Estados Unidos, con 300 millones de habitantes, tiene un ejército de más de un millón de efectivos. Colombia, con 48 millones de habitantes, tiene un ejército de más de 500.000. Colombia debería ser, pues, uno de los países más seguros del mundo.
William Ospina
23/08/2015
Jaime Garzón. Humorista asesinado ¿por el ejército o los paramilitares?
Pero seis millones de hectáreas arrebatadas a sus dueños, seis millones de ciudadanos desplazados, una aterradora lista de masacres desde 1946, la mayor cifra de desaparecidos en la mayor impunidad, una guerra de guerrillas de 50 años y diez millones de colombianos en el exilio demuestran que las soluciones para un país como Colombia no son ni fueron nunca militares.
La función de ese inmenso ejército no parece ser la defensa de las fronteras. Es más, recientemente hemos perdido una parte considerable de nuestro mar territorial. Su misión es la de defender el orden público, que sin embargo ha padecido violencia por 80 años. La porción del presupuesto nacional que consume es elevadísima, y la principal justificación de ese presupuesto son los ocho, o diez o veinte mil guerrilleros alzados contra el orden legal. ¿Por qué no han podido exterminarlos en 50 años? Porque la guerra de guerrillas es imposible de controlar. No es una guerra regular: atacan y desaparecen. Y si nadie pudo acabar con el IRA en ese campo de flores que es Irlanda, y si nadie pudo acabar con ETA, en ese bosque sereno que es el país vasco, ¿cómo acabar con las guerrillas en esta selva equinoccial, en estos páramos de niebla, en esta jungla inaccesible? Nada como el gobierno de Uribe Vélez, con su guerra total, demostró que era necesaria una negociación.
Lo más alarmante es que este ejército descomunal a partir de cierto momento no consiguió proteger a los ciudadanos amenazados por una lucha guerrillera que, lejos de atacar el poder central, terminó cebada con los pequeños propietarios y con la clase media que viajaba por las carreteras. Este ejército acabó permitiendo y a veces propiciando la formación de ejércitos paralelos, y todos vimos inermes en Colombia cómo la justicia constitucional cedía paso a la justicia por mano propia, al crimen disfrazado de justicia, armando ejecuciones atroces en las plazas de los pueblos, a menudo con la complicidad de las fuerzas armadas.
****
*Tarea por realizar:*
Retoma el texto sobre el ejército de Colombia y continúa su redacción a partir de la última oración.

*Material almacenado:*
****
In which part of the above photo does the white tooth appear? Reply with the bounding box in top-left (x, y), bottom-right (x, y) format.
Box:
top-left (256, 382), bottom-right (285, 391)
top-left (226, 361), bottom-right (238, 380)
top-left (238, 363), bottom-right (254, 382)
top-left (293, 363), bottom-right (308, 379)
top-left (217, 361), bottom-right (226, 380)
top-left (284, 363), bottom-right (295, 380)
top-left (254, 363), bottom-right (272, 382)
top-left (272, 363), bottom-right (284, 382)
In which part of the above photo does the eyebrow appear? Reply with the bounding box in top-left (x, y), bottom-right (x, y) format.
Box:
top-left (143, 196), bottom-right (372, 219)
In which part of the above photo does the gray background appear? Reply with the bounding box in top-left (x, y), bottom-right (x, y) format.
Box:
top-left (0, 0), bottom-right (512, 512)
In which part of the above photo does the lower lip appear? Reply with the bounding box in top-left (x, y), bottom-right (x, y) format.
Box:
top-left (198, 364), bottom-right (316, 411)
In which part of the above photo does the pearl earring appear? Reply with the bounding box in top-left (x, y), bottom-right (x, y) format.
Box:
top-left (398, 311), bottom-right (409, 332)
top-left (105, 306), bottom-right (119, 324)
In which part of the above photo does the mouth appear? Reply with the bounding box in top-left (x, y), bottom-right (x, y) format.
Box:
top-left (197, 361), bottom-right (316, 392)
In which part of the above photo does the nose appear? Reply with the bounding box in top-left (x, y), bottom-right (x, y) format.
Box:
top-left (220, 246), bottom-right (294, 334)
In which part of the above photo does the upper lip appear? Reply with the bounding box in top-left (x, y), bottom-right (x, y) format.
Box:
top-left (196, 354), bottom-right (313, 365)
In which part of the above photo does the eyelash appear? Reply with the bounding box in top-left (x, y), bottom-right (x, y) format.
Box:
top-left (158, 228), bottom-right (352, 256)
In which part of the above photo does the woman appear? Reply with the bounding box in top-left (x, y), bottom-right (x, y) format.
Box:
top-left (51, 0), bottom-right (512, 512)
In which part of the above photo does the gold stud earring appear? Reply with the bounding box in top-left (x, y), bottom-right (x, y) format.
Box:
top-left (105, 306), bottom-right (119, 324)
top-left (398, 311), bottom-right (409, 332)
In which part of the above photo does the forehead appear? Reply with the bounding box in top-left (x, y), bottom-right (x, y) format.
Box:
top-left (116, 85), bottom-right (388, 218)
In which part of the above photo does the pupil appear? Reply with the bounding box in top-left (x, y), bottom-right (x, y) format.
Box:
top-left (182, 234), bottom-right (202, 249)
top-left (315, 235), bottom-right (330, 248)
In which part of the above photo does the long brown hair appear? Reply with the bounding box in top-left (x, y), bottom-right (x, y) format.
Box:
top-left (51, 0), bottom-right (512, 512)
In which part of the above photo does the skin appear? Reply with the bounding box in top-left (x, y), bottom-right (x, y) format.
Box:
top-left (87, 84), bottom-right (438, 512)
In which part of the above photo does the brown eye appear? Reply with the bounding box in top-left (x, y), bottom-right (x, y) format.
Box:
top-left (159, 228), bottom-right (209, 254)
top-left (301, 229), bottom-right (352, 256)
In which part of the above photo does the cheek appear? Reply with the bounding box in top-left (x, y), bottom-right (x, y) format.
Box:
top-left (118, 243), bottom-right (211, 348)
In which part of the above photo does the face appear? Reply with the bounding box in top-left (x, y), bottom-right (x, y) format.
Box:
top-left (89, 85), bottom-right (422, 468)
****
*Ejercicio resuelto:*
El espanto final fue ver cómo el ejército proporcionalmente más grande del continente, en vez de combatir a sus enemigos, se aplicaba a disfrazar de guerrilleros a jóvenes humildes de las barriadas y presentarlos como éxitos de la política de guerra, en un holocausto del que los únicos que no se enteraban eran el ministro de Defensa y el presidente de la República.
Ahora, Santos, que subió al poder entonando el hosanna del “mejor gobierno de la historia”, mira en el espejo retrovisor y declara que los dineros de la salud fueron robados por los paramilitares en los gobiernos precedentes. Y Uribe, que se ve atacado de ese modo por su heredero, le recuerda que Santos era ministro de Defensa, y que si los paramilitares robaron el tesoro público es porque él lo permitió. Con lo cual admite que no puede haber paramilitarismo sin la complicidad del Estado y de los altos poderes.
También él podría mirar en el retrovisor para ver a Santos en todos los espejos anteriores, como ministro de Defensa, de Hacienda, de Comercio Exterior, como alto funcionario de la Federación de Cafeteros, como propietario del más influyente diario nacional. Con acceso a esas fuentes uno no puede alegar ignorancia, con esas responsabilidades uno no puede alegar inocencia.
Pero Santos, que ya lleva cinco años gobernando y estuvo en todos los gobiernos anteriores, se sigue ofreciendo como una esperanza. Colombia será la más educada en el 2025, la más moderna en el 2018, y la paz está, como siempre, a las puertas.
Ambos quieren acabar con la guerra, pero pretenden no tener ninguna responsabilidad en ella. Acusan a la guerrilla de ser responsable de todas las violencias colombianas y se sienten con derecho a ser los impugnadores del mal, a señalar a los culpables.
Mi opinión es que la guerrilla es responsable de muchos crímenes, de muchas atrocidades y de muchas locuras, pero que no lo habría sido si este país no hubiera crecido bajo el arrogante poder de los Santos y de los López, de los Gómez y de los Uribes, que convirtieron sus discordias en las discordias de todos.
Esos viejos conservadores y esos viejos liberales que mataron a Gaitán son los responsables de las guerrillas, del narcotráfico y de los paramilitares, porque ya gobernaban a este país mucho antes de las guerrillas, de los narcotraficantes y de los paramilitares.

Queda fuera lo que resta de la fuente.